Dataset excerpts
=-=-=

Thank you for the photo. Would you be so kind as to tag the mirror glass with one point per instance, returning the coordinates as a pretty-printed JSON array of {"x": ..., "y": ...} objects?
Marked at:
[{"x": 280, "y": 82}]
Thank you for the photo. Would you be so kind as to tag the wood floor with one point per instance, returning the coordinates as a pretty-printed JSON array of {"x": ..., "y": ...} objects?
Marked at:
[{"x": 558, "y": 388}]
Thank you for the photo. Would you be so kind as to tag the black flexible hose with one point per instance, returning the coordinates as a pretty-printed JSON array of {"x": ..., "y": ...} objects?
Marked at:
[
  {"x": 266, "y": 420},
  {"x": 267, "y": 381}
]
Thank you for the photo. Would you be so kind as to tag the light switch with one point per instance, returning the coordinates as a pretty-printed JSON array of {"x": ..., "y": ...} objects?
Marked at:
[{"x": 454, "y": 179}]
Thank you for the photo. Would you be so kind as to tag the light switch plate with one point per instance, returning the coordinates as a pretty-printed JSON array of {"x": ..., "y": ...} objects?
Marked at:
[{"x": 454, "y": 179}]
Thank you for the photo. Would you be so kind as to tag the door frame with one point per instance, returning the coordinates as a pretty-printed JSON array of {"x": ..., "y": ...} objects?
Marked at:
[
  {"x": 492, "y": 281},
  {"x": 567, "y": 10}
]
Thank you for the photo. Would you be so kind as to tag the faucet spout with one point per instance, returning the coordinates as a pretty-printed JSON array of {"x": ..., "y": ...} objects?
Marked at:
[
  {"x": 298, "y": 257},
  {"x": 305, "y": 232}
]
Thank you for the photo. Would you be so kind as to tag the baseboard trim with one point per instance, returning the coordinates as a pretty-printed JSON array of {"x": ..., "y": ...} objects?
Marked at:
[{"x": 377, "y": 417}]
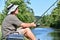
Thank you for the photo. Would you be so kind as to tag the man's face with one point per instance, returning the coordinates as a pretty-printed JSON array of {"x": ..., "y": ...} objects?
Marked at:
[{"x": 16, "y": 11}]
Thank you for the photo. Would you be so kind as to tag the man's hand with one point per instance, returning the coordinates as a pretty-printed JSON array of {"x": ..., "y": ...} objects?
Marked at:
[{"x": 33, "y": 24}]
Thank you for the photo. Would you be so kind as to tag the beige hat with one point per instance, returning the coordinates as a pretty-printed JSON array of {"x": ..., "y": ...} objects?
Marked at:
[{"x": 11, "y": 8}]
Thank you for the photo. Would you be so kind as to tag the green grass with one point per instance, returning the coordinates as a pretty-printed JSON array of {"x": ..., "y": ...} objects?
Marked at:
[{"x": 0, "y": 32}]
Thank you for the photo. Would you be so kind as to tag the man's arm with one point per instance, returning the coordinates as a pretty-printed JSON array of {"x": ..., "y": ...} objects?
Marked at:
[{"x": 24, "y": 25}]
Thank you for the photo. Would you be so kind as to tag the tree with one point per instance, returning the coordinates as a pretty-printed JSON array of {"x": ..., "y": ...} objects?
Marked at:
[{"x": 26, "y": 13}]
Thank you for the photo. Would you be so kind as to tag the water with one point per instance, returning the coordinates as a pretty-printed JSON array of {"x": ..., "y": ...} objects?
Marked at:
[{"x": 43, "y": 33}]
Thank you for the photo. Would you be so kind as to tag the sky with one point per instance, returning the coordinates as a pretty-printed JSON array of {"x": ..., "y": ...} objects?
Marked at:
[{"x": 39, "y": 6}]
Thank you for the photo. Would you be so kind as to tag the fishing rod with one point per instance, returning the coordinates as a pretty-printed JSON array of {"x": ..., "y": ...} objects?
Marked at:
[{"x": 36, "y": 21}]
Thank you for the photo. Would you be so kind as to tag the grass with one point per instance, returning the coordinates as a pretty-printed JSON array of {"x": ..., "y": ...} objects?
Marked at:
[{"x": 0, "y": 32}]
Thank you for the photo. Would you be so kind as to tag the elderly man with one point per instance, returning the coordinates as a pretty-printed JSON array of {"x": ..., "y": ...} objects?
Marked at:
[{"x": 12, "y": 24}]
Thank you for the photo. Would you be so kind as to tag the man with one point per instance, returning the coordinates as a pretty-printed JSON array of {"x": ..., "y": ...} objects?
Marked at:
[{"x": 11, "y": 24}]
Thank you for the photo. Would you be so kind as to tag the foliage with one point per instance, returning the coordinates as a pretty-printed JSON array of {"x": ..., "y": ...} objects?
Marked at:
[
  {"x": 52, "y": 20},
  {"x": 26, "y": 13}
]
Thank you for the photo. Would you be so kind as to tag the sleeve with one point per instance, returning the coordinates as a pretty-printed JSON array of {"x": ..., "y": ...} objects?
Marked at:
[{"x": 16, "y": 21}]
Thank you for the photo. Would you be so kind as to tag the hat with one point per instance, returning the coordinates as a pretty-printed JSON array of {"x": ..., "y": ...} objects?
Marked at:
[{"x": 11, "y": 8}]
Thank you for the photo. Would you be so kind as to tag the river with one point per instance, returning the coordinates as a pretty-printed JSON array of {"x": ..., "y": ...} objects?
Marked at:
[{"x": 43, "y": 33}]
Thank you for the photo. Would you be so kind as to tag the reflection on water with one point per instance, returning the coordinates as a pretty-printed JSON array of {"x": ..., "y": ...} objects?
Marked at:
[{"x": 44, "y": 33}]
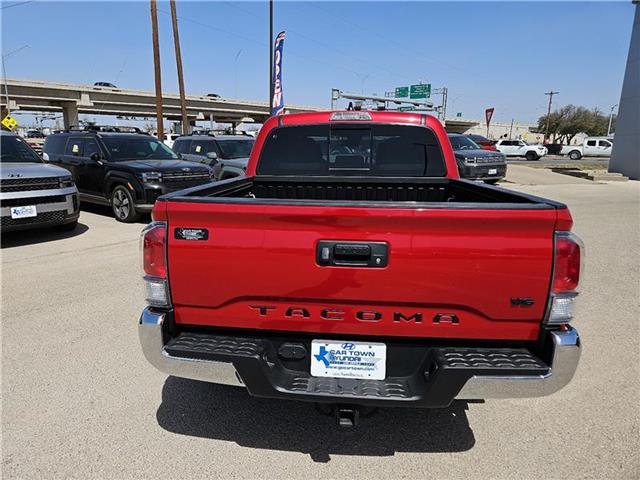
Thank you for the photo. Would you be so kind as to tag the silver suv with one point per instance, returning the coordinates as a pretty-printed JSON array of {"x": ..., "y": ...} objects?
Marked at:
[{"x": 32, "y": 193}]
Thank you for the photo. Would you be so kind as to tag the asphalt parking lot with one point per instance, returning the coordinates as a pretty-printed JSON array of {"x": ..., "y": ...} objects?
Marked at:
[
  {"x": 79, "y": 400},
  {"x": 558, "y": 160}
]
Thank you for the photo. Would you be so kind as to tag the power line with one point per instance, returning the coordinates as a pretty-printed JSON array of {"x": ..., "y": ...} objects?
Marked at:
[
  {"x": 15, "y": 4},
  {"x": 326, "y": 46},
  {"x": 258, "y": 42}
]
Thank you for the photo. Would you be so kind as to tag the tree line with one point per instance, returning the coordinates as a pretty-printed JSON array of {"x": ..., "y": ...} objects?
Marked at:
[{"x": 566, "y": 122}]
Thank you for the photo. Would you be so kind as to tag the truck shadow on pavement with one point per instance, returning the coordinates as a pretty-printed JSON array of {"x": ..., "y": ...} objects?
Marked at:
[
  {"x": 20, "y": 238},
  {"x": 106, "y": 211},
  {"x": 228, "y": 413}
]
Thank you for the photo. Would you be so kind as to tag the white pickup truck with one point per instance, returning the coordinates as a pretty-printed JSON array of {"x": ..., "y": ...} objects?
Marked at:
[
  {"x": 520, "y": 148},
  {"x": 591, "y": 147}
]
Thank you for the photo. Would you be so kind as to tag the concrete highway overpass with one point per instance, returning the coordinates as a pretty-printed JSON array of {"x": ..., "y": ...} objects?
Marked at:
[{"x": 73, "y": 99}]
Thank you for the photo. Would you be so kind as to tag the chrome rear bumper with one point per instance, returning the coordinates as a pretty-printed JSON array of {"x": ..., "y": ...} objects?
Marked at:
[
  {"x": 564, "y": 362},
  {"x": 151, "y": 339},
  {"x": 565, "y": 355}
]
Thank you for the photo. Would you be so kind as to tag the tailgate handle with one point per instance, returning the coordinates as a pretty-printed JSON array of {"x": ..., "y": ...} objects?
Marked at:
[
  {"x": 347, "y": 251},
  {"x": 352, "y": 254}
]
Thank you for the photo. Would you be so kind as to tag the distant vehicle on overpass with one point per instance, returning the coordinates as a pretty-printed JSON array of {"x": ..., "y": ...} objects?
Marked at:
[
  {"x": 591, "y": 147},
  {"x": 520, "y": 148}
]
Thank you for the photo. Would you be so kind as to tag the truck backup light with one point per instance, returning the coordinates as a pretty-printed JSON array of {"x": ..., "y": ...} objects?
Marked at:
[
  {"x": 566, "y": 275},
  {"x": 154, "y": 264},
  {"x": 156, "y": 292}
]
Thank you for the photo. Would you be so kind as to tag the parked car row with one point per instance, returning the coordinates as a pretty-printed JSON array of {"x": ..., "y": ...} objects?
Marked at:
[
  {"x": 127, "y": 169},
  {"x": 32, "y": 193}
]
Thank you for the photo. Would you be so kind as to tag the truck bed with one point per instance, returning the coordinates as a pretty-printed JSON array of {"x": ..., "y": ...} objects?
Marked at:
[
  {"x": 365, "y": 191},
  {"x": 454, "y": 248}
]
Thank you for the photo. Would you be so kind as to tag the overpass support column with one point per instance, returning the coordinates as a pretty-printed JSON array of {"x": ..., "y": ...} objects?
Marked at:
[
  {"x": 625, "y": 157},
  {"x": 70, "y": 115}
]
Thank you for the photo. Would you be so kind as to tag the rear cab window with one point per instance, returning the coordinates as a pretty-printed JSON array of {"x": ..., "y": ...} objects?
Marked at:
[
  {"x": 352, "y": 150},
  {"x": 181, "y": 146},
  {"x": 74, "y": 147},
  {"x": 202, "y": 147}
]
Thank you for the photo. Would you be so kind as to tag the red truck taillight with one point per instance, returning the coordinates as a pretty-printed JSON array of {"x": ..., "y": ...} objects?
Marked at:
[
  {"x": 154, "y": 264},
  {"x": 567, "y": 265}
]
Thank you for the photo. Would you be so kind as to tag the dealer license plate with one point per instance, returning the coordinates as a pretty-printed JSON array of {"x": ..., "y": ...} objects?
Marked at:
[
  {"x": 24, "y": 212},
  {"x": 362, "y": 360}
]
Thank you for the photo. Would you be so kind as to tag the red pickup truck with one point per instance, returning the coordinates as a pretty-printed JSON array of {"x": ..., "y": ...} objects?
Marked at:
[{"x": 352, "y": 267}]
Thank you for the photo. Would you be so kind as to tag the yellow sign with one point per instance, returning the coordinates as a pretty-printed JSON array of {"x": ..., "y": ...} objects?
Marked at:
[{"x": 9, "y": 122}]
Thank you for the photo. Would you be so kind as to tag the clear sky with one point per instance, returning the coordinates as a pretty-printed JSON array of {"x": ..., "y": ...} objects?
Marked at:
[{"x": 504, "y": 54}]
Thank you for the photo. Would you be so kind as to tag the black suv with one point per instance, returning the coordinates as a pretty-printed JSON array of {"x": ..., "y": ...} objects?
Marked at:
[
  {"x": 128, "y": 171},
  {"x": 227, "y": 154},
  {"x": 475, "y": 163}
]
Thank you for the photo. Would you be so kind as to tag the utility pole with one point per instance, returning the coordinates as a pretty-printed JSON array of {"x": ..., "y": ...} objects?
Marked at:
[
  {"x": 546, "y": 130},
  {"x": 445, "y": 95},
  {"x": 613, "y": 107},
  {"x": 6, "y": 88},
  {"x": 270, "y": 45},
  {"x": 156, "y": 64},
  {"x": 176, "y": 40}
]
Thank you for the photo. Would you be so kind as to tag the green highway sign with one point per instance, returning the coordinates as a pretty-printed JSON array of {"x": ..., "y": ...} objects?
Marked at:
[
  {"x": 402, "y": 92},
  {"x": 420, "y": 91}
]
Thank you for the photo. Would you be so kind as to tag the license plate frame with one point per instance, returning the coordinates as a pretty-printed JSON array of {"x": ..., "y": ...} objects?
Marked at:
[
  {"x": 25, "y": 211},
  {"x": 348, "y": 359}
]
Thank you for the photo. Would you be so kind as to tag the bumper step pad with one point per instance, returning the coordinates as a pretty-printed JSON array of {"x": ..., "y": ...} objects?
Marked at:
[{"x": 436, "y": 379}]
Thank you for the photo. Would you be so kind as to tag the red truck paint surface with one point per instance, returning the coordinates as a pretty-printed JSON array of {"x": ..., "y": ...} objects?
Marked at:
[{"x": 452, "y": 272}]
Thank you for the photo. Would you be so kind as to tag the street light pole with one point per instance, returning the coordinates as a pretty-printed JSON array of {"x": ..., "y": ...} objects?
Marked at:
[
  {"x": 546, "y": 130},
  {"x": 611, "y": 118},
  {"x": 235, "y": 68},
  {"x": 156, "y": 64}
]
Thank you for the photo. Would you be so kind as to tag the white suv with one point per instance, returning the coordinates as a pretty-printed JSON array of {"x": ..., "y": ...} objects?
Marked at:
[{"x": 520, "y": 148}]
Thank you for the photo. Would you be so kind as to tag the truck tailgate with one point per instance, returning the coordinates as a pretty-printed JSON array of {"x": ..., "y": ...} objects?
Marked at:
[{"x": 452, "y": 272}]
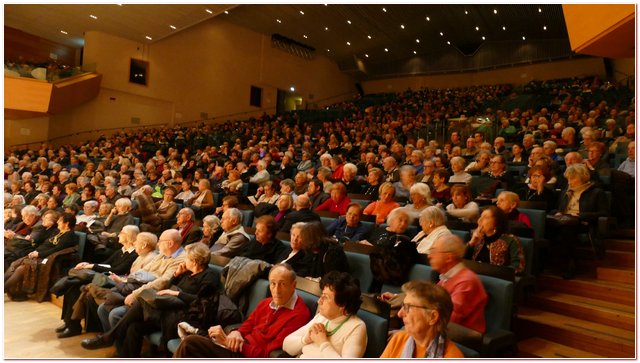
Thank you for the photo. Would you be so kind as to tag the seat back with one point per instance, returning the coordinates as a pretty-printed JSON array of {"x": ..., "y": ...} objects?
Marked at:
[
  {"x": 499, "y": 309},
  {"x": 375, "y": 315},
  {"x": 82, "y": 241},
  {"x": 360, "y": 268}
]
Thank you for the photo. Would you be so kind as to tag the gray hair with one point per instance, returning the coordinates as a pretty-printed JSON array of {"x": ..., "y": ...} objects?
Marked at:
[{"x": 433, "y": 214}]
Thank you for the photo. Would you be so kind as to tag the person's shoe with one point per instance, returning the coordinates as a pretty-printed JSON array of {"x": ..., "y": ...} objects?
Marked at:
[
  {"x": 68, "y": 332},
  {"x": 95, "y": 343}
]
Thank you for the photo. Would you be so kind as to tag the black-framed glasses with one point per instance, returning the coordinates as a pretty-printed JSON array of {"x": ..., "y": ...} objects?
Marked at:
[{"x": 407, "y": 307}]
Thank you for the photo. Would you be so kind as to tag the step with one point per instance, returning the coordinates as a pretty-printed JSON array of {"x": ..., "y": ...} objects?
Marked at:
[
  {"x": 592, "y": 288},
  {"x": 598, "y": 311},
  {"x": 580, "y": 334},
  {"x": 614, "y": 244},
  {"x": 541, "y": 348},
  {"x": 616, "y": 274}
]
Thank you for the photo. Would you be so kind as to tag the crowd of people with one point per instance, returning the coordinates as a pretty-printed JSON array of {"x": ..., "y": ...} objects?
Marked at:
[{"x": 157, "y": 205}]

=-=-=

● Your goal: Each line above that contains the word "grass" should be returned.

● Response for this exercise:
Thank you for the photo. Would you be so kind as to tag the green grass with one point per instance, returning the coordinates as a pretty-printed JSON array of {"x": ..., "y": ...} objects?
Thank you for the photo. Would you be so kind as to tag the grass with one point per instance, returning the coordinates as a pretty-printed JSON array of {"x": ..., "y": ...} objects?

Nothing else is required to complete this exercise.